▶ _Work required_
Go through the listing below and output exactly the line with "Target: snake body", the line with "Each instance of the small stone", and each line between; omit the rest.

*** Begin section ***

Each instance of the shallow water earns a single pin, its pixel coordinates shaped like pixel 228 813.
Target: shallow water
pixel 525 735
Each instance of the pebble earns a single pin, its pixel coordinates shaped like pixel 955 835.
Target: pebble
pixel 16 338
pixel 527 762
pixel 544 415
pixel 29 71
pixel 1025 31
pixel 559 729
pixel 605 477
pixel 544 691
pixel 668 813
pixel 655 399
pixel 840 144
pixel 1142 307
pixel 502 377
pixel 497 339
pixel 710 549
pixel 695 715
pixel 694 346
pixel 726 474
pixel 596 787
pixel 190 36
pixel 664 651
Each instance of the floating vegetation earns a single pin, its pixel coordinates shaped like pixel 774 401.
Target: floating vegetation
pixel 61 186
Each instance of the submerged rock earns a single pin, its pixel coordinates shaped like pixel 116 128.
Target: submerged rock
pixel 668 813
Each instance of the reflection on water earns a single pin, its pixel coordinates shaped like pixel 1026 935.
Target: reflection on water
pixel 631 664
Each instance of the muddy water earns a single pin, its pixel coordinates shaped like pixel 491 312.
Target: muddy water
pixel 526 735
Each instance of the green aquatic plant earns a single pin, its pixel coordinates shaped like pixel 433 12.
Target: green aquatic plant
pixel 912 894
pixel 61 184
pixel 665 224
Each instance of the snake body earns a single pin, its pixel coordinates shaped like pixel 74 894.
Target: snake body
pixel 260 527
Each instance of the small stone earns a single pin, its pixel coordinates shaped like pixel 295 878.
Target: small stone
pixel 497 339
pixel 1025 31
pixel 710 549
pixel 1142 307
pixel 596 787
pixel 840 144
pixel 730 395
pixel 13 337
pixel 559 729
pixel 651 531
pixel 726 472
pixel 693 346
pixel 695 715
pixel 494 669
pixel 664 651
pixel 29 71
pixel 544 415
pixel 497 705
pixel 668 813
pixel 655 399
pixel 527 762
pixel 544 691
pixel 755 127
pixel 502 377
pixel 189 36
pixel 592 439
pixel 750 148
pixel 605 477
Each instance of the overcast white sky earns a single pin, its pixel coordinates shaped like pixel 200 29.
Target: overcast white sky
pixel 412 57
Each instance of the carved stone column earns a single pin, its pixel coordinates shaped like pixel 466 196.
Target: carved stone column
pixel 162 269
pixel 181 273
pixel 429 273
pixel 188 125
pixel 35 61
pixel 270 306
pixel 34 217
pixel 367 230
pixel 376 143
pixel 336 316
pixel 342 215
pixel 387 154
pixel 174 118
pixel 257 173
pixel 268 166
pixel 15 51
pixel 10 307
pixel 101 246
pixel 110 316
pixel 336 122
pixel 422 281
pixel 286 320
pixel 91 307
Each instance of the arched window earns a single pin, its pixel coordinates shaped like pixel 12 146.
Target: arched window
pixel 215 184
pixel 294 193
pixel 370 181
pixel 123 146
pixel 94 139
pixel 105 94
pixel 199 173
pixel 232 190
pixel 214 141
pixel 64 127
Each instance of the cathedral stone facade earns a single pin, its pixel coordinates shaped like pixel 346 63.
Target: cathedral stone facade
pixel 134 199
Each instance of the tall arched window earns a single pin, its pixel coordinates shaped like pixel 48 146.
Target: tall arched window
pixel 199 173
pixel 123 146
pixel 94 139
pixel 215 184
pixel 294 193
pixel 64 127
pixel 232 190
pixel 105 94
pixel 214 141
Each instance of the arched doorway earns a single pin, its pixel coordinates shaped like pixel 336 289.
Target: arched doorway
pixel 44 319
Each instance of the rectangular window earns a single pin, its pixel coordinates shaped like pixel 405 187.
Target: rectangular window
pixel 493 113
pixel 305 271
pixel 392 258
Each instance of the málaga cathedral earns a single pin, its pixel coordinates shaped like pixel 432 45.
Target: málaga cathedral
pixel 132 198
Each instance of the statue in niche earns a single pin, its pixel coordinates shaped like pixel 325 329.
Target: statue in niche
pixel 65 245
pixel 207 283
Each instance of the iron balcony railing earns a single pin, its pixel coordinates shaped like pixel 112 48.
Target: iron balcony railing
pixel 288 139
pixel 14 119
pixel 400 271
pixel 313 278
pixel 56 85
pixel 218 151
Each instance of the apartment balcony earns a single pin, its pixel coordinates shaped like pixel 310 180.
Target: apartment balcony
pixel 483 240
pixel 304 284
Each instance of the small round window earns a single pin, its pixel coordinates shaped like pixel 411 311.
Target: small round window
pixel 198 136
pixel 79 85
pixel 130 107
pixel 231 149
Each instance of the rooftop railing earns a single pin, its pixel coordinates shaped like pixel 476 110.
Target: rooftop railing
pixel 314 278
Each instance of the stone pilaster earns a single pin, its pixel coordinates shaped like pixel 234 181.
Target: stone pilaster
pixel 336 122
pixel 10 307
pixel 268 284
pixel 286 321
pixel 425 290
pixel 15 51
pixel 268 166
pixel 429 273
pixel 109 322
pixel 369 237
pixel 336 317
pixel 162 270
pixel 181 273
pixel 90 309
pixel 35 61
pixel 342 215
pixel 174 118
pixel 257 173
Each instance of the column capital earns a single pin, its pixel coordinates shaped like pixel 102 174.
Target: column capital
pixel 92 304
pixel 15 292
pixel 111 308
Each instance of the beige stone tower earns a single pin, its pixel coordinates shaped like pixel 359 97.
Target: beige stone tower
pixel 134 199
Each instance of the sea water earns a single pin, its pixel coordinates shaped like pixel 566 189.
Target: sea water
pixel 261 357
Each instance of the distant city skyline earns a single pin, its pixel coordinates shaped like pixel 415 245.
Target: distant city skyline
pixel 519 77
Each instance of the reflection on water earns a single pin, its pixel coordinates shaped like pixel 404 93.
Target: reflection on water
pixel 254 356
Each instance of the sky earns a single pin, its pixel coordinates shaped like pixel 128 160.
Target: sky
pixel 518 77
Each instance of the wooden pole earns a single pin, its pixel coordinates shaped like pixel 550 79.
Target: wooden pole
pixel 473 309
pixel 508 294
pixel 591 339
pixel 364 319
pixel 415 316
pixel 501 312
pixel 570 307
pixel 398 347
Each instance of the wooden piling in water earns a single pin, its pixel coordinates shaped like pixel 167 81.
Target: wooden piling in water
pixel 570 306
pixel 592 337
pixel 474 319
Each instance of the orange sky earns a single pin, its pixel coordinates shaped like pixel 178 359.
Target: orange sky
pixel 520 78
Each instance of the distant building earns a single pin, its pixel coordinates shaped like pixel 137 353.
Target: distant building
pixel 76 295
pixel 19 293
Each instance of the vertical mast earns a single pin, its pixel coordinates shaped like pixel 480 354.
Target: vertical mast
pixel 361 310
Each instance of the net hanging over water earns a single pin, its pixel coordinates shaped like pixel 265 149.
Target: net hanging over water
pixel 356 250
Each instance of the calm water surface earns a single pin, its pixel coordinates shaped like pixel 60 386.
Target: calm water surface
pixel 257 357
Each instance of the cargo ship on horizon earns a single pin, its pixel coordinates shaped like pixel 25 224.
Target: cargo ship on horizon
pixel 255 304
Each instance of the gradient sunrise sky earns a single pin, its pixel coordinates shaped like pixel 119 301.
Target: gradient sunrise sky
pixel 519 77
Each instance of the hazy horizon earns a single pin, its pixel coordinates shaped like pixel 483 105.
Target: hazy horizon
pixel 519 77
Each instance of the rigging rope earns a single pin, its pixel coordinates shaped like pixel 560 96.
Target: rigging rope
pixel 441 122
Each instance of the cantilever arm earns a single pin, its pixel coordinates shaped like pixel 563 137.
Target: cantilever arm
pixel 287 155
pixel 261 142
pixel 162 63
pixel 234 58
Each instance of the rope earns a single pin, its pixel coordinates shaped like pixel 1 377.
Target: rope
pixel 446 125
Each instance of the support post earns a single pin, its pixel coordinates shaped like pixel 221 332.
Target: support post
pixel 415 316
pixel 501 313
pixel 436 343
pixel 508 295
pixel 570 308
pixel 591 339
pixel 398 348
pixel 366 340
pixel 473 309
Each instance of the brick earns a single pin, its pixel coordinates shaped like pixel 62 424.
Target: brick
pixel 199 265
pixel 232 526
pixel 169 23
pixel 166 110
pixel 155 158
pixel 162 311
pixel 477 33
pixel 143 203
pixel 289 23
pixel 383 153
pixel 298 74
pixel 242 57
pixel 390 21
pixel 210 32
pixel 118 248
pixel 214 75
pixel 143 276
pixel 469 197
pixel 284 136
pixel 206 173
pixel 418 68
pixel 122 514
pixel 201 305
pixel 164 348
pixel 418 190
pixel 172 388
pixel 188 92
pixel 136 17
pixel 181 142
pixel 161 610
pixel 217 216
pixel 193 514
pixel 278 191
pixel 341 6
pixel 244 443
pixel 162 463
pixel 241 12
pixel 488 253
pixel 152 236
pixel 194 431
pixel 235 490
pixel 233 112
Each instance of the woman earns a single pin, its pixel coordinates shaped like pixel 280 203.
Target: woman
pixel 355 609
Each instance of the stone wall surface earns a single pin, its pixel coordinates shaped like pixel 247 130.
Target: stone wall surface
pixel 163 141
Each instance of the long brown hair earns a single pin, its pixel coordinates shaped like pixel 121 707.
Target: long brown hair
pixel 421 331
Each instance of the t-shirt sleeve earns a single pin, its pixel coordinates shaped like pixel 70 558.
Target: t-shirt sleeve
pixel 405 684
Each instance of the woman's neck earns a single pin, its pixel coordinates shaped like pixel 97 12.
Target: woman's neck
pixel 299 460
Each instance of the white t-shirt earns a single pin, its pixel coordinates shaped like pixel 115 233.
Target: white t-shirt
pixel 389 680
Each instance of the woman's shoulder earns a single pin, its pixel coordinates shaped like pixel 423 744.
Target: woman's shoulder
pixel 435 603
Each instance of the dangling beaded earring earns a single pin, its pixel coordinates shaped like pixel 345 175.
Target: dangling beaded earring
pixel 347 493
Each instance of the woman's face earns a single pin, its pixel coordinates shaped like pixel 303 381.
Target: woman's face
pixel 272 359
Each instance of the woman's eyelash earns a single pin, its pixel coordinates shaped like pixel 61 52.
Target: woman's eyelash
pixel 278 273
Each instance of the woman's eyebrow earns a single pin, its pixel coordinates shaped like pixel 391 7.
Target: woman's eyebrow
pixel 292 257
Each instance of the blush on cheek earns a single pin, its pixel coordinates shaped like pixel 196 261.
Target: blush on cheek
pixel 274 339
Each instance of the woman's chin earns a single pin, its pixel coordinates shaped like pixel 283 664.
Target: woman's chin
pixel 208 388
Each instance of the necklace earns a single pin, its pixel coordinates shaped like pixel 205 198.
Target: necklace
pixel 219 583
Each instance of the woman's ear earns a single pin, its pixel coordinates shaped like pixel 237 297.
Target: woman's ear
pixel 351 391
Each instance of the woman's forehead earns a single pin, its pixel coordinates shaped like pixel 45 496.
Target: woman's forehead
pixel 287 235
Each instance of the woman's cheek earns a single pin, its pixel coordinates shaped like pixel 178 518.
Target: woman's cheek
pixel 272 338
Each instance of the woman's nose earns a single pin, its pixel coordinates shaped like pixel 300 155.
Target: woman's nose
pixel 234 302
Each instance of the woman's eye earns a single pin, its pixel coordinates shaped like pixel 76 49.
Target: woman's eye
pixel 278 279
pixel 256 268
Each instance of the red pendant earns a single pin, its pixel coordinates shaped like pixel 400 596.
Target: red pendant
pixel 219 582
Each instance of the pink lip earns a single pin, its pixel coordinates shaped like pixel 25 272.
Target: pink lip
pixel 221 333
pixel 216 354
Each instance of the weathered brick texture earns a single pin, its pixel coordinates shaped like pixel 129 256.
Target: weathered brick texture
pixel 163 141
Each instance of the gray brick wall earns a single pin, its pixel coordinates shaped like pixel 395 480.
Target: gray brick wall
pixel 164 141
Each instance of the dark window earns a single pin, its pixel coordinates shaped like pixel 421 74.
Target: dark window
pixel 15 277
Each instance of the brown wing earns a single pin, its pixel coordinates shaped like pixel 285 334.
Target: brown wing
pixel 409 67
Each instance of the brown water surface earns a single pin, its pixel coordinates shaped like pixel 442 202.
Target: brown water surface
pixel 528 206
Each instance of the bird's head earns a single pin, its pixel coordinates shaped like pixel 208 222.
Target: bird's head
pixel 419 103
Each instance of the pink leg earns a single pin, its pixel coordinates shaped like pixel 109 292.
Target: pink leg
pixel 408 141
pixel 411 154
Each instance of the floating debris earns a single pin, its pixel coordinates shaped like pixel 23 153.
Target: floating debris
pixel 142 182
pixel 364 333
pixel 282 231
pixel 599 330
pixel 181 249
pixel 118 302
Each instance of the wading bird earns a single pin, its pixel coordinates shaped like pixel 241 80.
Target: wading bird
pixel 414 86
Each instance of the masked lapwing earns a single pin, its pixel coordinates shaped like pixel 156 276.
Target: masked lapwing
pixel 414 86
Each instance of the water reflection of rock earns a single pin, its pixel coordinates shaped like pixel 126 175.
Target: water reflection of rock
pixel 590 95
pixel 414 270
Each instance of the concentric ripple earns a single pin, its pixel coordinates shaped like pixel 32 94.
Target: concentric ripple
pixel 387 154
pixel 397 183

*** End section ***

▶ _Problem solution_
Target: snake body
pixel 260 527
Each instance of the small stone earns a single pin, its pixel coordinates shaped like pixel 295 878.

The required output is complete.